* begin *

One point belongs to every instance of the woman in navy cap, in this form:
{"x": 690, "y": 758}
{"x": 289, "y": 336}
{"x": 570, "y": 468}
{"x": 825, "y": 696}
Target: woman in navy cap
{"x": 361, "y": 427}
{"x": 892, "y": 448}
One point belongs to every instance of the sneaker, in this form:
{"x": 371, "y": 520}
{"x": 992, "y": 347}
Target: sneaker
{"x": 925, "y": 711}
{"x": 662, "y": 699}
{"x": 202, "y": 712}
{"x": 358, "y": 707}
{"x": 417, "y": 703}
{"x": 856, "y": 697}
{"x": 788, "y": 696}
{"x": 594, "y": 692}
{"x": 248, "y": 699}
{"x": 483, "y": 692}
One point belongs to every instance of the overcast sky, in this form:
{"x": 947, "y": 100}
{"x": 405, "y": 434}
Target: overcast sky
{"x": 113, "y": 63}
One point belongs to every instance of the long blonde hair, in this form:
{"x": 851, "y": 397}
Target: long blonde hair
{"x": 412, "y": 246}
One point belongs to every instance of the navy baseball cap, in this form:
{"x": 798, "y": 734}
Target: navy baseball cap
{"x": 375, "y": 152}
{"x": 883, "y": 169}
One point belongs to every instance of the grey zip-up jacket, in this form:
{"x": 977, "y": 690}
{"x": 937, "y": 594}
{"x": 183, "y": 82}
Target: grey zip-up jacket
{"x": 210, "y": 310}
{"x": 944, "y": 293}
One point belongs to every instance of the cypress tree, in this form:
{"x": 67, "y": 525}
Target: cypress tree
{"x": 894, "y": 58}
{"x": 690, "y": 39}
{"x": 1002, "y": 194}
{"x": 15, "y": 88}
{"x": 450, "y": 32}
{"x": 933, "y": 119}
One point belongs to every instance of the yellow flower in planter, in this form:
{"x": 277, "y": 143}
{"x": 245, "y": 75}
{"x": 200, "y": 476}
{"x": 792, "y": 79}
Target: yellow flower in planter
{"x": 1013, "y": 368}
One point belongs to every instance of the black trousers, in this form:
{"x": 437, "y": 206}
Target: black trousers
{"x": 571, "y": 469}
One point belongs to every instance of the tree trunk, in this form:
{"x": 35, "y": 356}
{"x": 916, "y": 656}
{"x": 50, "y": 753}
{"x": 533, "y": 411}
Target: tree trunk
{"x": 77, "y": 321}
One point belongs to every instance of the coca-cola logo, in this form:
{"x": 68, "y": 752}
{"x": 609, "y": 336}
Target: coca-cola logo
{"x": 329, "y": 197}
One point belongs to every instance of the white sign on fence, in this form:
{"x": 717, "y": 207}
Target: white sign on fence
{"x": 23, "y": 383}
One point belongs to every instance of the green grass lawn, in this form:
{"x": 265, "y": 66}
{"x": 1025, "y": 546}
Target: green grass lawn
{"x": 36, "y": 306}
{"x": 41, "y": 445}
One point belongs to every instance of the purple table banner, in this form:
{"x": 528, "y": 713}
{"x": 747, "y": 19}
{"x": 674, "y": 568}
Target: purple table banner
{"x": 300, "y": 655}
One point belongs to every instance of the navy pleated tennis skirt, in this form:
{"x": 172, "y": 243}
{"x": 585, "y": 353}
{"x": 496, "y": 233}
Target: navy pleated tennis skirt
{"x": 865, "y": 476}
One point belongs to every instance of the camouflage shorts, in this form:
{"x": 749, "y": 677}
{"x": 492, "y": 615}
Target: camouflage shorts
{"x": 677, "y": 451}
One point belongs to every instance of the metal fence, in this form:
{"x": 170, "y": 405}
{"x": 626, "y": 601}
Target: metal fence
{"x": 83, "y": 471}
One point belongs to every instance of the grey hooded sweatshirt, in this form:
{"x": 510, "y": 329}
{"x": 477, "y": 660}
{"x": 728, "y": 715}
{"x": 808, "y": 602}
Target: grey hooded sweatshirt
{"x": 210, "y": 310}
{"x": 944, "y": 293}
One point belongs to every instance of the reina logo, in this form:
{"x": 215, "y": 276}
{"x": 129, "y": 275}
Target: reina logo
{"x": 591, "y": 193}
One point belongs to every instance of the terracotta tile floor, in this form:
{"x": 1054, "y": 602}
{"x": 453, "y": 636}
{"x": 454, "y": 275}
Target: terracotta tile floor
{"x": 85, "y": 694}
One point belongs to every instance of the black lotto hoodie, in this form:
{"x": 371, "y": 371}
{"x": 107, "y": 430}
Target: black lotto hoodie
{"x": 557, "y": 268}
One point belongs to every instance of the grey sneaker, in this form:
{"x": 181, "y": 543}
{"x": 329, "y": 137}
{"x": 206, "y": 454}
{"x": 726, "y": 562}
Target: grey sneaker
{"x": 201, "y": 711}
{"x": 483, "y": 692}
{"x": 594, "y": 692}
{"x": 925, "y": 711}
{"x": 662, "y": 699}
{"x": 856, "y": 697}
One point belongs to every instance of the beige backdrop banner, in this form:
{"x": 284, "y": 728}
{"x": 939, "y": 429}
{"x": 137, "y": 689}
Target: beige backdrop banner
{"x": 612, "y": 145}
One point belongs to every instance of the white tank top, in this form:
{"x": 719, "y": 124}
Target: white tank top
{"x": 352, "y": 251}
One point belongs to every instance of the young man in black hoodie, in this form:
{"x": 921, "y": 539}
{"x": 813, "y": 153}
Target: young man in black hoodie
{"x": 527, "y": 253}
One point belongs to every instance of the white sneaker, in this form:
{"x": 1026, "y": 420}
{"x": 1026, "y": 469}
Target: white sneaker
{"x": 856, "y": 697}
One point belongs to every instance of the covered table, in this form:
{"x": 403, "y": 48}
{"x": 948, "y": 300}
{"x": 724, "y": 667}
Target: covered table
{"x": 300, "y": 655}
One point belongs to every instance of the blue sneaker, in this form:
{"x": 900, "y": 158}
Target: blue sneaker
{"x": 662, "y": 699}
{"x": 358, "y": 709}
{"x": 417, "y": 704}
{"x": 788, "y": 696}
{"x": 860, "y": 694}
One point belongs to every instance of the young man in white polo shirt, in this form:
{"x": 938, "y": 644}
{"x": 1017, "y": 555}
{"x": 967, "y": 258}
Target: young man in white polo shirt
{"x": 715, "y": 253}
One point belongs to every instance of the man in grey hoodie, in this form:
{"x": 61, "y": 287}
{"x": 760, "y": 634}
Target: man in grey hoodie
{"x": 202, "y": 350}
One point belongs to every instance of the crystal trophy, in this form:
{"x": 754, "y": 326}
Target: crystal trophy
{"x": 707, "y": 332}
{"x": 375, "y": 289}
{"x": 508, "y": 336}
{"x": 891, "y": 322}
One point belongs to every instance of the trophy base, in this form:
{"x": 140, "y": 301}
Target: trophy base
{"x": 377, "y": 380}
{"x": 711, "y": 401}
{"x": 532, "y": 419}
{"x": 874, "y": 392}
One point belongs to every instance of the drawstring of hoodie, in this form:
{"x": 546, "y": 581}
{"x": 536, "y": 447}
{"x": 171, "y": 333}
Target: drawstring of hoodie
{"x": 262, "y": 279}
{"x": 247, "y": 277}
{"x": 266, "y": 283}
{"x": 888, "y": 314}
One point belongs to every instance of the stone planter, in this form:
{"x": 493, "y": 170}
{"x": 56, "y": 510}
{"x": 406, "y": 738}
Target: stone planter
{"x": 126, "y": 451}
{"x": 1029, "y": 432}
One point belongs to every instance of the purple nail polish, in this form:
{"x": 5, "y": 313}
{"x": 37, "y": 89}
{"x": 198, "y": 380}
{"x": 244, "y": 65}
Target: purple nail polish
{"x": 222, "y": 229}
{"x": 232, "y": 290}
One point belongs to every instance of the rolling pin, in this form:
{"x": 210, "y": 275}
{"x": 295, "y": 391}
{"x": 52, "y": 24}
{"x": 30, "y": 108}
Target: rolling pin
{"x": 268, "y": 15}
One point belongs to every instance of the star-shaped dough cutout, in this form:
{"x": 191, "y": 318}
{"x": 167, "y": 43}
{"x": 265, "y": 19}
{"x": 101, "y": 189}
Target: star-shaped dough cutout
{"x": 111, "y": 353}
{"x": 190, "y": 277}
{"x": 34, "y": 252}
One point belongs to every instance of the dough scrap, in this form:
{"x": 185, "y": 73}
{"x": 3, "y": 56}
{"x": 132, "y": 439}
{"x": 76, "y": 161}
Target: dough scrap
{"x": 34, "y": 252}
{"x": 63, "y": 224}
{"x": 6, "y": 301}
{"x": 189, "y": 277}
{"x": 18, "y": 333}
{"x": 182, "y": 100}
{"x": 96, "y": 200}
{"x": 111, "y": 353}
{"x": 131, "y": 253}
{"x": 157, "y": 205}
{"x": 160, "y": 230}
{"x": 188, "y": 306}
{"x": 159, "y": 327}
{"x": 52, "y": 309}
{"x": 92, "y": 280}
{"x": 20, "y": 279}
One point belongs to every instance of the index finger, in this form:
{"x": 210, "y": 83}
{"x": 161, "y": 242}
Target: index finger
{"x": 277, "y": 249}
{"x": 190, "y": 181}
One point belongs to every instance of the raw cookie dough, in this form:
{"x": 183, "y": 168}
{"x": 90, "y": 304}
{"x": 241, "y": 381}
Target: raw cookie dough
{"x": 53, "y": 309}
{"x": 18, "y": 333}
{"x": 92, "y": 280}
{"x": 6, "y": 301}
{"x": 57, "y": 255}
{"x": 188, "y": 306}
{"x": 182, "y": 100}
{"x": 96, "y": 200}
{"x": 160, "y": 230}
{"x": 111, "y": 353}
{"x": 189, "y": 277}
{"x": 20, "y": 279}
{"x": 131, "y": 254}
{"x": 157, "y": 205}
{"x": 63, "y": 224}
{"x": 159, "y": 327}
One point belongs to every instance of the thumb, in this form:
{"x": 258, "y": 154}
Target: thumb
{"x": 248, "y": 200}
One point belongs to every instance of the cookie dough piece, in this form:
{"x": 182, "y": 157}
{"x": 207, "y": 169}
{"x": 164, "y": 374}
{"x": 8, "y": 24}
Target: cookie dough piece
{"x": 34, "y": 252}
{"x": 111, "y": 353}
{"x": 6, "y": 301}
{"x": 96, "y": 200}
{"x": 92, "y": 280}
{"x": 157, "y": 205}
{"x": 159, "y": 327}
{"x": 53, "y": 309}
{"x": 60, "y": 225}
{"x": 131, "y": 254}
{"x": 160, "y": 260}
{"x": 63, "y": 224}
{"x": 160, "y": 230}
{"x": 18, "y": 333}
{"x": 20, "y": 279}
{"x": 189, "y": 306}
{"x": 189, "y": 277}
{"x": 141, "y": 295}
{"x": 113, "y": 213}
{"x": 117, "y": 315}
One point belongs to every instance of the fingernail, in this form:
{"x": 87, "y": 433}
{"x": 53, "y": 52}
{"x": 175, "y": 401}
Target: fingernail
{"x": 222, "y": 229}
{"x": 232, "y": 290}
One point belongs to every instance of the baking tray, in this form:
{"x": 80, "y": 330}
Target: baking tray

* end *

Extract every line from the one with "One point belongs to every instance of the fingernail, in" down to the final line above, both included, exactly as written.

One point belongs to every instance of the fingernail, in this form:
{"x": 87, "y": 433}
{"x": 53, "y": 52}
{"x": 175, "y": 401}
Target: fingernail
{"x": 222, "y": 229}
{"x": 232, "y": 290}
One point belongs to every instance of the baking tray, in this form:
{"x": 80, "y": 330}
Target: baking tray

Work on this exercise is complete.